___ PASSAGE TO READ

Tribe swaps don’t just represent a mixing of the castaways; they represent a change in thought and strategy. Swaps also have the tendency to create chaos, turning those in power into targets and pawns into kings. Many strong players, Anna Khait, Aaron Reisberger, and Joel Anderson to name a few, have fallen victim to the swap. Now commonplace in the newer era of Survivor, swaps breathe new life into the monotony of the initial tribe phase.
This episode was no different, as everyone was sent scrambling to solidify numbers and alliances. When all was said and done, yet another #blindside flashed across our television screens, but the only person truly surprised was the one on their way to Ponderosa.
Wright or Wrong?
After a very questionable idol play at the previous tribal, David, along with fans everywhere, were left wondering if it was the right move. While Gen X’s resident #Tigermom was on her way to pre-jury ponderosa, Jessica, saved by David’s idol, was left to decide where her loyalty lied. Reading into the votes, Jessica pledges her loyalty to David and Ken.
Interestingly, it’s Ken and not David who has the conversation with Jessica after tribal. Apparently, Ken’s piercing glance at the previous tribal worked its magic. Putting her words into action, Jessica spills the beans on her Legacy Advantage to Ken, also pledging to will it to him if she is voted out. David’s move definitely was great for Ken, but Jessica not letting David in on the Legacy Advantage raises questions about her favorite member of her new alliance. Still, time will tell if this is the right move for David.
Idol Search Party
The efficacy of David’s play aside, the entirety of Gen X knew that a new idol was in play and all efforts the next day focus on finding it. With most of Gen X running around blindly, David’s knowledge of production’s hiding technique this season gives him a definite leg up. After narrowly escaping detection by Gen X’s new resident invisible female, Sunday, David sees the tribal logo on a mundane log and smashes it free. It’s clear that this season, knowledge of the idol hiding strategy will prove incredibly valuable. If those who know it can keep said information under lock and key, I think it leans toward players using idols far more frequently than in seasons past.
Drop Your Buffs
The first four episodes of this season have seemed like we were just watching the castaways go through the motions. While there have been some unexpected votes, both tribes had a clear majority and minority. When we got look-ins at both tribes, efforts focused more on the minority and their biding of time for a swap or merge. Four episodes in, the inevitable swap has been foreshadowed long enough, and I found myself begging for new interactions and dimensions inserted into the game. So, color me excited when Probst finally broke down the generational boundary and initiated the mixup of the tribes.
After a random drawing of new tribe buffs, the breakdown of tribes is as follows:
Vanua (former Millennial beach): CeCe, Chris, David, Zeke, Michelle.
Takali (former Gen X beach): Figgy, Taylor, Adam, Jessica, Ken.
Ika Bula (new beach): Michaela, Jay, Hannah, Sunday, Bret, Will.
Yes, there’s a third tribe. In the same vain as Survivor: Cambodia’s Angkor, Ika Bula is tasked with starting a camp from scratch without any food or supplies. If Cambodia is any indication, Ika Bula is destined for demise, unless another Hero Challenge happens. In an attempt to avoid this, Ika Bula receives a sixth member.

______
___ RAW RECORDS

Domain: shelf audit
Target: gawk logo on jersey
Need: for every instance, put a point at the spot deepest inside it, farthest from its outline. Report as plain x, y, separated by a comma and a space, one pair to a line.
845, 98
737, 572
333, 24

______

» YOUR TASKS:
**A)** Summarize the recap in two sentences.
**B)** Give the part of the recap that opens with "After a very" and closes with "move for David." again, substituting "secret advantage" for every "Legacy Advantage".
Rely only on the recap.

» RESPONSES IN ORDER:
**A)** The recap explains that tribe swaps mix the castaways and create chaos, and it covers an episode in which Jessica pledged her loyalty to David and Ken, told Ken about her Legacy Advantage, and David found a new idol by spotting the tribal logo on a log. After the long-foreshadowed swap, the castaways were divided into three tribes, and the new tribe Ika Bula had to start a camp from scratch without food or supplies and received a sixth member.

**B)**
After a very questionable idol play at the previous tribal, David, along with fans everywhere, were left wondering if it was the right move. While Gen X’s resident #Tigermom was on her way to pre-jury ponderosa, Jessica, saved by David’s idol, was left to decide where her loyalty lied. Reading into the votes, Jessica pledges her loyalty to David and Ken.
Interestingly, it’s Ken and not David who has the conversation with Jessica after tribal. Apparently, Ken’s piercing glance at the previous tribal worked its magic. Putting her words into action, Jessica spills the beans on her secret advantage to Ken, also pledging to will it to him if she is voted out. David’s move definitely was great for Ken, but Jessica not letting David in on the secret advantage raises questions about her favorite member of her new alliance. Still, time will tell if this is the right move for David.